=== Begin Enclosure ===

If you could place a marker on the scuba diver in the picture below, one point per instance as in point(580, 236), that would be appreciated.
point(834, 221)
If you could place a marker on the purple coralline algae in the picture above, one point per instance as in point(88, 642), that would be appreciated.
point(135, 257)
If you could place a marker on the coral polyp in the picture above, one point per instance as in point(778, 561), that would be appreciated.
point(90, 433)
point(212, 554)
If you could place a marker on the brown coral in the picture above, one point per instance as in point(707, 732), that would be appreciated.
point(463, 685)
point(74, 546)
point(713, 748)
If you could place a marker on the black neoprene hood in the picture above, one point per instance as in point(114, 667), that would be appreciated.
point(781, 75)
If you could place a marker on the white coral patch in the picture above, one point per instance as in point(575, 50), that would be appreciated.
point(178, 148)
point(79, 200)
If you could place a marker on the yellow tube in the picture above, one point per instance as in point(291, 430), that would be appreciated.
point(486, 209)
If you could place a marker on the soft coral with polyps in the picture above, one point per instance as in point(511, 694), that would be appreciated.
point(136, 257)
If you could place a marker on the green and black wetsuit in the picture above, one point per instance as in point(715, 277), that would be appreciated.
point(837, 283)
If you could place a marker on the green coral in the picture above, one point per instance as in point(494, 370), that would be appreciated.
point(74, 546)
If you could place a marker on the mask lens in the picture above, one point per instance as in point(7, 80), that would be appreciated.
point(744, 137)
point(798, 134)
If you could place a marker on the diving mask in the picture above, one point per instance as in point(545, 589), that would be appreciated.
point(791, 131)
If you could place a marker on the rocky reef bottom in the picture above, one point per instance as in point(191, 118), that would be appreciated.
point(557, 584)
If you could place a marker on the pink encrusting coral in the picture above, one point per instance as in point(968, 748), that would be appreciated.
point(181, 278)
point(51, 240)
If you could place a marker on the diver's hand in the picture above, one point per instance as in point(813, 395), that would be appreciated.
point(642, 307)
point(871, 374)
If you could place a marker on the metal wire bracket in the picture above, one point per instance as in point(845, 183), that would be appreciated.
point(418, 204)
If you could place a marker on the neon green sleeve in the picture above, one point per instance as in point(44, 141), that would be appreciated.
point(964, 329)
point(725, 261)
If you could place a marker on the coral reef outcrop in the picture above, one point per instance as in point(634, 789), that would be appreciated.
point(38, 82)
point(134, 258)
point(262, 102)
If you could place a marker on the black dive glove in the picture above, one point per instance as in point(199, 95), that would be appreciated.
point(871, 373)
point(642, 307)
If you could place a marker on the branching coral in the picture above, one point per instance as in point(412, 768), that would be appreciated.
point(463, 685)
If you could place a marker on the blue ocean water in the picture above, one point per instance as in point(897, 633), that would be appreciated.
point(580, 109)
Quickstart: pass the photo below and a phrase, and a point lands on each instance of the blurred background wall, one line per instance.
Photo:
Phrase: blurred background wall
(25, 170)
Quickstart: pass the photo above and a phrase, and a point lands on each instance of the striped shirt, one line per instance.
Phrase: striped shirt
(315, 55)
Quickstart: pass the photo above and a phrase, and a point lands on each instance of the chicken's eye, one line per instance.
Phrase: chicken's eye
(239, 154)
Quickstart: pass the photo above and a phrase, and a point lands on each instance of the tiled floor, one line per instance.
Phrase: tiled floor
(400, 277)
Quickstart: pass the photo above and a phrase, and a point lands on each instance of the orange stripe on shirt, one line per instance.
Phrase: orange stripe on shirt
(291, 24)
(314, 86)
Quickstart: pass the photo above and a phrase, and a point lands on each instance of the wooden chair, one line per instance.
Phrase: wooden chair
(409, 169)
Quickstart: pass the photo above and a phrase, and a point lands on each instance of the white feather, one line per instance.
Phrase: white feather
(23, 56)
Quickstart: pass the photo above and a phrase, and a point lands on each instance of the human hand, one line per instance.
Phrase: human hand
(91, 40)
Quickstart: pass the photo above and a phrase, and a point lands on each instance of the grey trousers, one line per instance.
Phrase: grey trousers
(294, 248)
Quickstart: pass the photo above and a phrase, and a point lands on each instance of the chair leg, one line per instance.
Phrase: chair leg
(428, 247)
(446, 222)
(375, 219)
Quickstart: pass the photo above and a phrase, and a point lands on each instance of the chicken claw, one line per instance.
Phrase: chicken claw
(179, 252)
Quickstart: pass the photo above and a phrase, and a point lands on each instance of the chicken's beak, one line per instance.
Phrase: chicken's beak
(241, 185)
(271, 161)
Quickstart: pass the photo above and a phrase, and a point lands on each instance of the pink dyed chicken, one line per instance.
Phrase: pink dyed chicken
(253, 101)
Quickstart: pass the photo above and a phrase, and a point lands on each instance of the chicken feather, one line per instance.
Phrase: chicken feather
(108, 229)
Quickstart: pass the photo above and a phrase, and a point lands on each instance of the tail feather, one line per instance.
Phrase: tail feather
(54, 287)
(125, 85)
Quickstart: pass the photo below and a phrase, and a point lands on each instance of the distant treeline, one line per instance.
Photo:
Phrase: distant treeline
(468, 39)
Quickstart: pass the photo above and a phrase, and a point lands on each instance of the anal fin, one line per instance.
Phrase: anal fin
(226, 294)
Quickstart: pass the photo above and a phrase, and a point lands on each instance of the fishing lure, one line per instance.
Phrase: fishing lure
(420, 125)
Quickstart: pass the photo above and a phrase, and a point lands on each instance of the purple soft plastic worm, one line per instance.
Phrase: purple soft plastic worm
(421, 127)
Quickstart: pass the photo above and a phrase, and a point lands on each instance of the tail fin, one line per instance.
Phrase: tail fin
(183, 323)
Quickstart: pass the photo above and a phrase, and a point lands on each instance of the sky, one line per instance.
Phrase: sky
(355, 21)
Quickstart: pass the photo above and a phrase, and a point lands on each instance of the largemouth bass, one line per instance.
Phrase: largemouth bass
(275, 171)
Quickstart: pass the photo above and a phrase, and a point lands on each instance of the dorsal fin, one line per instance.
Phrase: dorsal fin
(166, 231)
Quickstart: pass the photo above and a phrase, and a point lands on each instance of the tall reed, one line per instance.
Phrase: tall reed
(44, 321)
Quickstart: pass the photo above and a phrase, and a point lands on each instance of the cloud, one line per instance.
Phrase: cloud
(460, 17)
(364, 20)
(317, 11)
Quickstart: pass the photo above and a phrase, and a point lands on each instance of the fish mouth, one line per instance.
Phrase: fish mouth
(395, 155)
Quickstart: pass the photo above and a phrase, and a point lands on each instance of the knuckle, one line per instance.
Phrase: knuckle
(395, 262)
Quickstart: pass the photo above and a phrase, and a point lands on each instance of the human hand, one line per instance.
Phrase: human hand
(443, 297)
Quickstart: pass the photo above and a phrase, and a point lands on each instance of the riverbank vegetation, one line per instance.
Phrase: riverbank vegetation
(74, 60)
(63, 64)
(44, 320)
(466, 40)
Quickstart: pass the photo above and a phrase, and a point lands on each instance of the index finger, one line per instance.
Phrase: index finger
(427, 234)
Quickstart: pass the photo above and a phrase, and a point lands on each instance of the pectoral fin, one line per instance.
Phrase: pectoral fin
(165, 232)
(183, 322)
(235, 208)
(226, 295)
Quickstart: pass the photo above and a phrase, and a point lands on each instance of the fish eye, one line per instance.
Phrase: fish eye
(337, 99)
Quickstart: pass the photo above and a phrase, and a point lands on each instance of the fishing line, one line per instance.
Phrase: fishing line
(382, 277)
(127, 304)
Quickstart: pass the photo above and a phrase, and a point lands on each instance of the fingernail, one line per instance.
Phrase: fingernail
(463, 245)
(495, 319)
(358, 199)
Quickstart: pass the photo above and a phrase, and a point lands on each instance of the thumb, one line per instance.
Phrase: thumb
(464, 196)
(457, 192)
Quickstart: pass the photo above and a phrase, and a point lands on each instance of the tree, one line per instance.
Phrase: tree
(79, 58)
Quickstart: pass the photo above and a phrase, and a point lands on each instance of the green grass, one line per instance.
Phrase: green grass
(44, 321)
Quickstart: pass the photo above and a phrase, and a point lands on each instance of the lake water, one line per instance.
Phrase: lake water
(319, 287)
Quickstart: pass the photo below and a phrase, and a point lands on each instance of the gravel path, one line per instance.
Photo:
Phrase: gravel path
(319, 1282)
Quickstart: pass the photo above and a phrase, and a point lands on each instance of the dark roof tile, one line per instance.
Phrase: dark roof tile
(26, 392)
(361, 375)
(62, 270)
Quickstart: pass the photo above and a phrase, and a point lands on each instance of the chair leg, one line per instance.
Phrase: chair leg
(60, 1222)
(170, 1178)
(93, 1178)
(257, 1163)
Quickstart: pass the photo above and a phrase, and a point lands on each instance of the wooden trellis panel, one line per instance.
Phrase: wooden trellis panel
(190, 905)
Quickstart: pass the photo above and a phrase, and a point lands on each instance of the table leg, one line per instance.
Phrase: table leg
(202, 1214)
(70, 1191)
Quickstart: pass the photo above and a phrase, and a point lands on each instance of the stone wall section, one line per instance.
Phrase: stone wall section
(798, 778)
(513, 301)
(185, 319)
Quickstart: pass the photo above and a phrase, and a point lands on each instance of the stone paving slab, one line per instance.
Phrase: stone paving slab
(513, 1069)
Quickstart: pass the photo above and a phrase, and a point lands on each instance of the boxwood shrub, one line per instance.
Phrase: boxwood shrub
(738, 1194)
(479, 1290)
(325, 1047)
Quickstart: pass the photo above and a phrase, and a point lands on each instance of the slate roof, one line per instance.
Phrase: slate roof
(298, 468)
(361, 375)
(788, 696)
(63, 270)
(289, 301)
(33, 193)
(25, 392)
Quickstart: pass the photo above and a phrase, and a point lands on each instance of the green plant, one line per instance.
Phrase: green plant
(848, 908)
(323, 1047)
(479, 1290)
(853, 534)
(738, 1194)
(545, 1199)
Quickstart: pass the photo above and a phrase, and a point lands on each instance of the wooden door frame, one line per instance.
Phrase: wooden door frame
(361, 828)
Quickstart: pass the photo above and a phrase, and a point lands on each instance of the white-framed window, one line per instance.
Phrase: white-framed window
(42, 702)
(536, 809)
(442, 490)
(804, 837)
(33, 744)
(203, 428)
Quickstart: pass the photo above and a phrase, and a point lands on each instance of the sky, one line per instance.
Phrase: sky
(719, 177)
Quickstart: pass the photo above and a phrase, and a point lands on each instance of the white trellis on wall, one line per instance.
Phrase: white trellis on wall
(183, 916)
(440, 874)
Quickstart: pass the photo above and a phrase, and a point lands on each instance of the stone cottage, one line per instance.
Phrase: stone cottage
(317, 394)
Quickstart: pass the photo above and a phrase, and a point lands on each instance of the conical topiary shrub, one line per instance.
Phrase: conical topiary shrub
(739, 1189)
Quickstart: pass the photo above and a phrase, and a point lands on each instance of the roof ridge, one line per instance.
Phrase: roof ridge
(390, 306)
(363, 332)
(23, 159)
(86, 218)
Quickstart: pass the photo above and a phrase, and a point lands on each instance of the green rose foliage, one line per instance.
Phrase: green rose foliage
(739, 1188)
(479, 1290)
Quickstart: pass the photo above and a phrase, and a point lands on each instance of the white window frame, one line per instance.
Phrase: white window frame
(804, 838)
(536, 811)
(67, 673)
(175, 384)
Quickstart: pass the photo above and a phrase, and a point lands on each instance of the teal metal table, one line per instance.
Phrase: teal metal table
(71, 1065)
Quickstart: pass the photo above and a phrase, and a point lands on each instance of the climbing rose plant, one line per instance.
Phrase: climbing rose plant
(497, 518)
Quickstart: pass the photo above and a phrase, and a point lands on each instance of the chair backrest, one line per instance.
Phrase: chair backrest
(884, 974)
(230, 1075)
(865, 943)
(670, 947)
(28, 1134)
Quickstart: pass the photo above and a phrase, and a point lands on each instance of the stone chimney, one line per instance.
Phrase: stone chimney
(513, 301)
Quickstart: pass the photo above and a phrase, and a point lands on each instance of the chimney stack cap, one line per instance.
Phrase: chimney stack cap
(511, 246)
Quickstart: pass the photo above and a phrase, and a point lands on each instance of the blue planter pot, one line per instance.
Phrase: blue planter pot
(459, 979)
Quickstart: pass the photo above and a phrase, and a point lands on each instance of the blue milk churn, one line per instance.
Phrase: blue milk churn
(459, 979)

=== End Enclosure ===

Instructions for the task: Take the records above and return, word for word, only the lines that fall from the line with "Phrase: striped shirt" to the line with "on shirt, one line per instance.", both of them included.

Written solution:
Phrase: striped shirt
(315, 55)
Quickstart: pass the photo above and a phrase, and a point lands on each instance of the chicken's eye, one line per instance.
Phrase: chicken's eye
(239, 154)
Quickstart: pass the photo above and a phrase, and a point lands on each instance of the tiled floor, one line per instance.
Phrase: tiled floor
(400, 277)
Quickstart: pass the photo above and a phrase, and a point lands on each instance of the orange stripe on shirt, one line per instance.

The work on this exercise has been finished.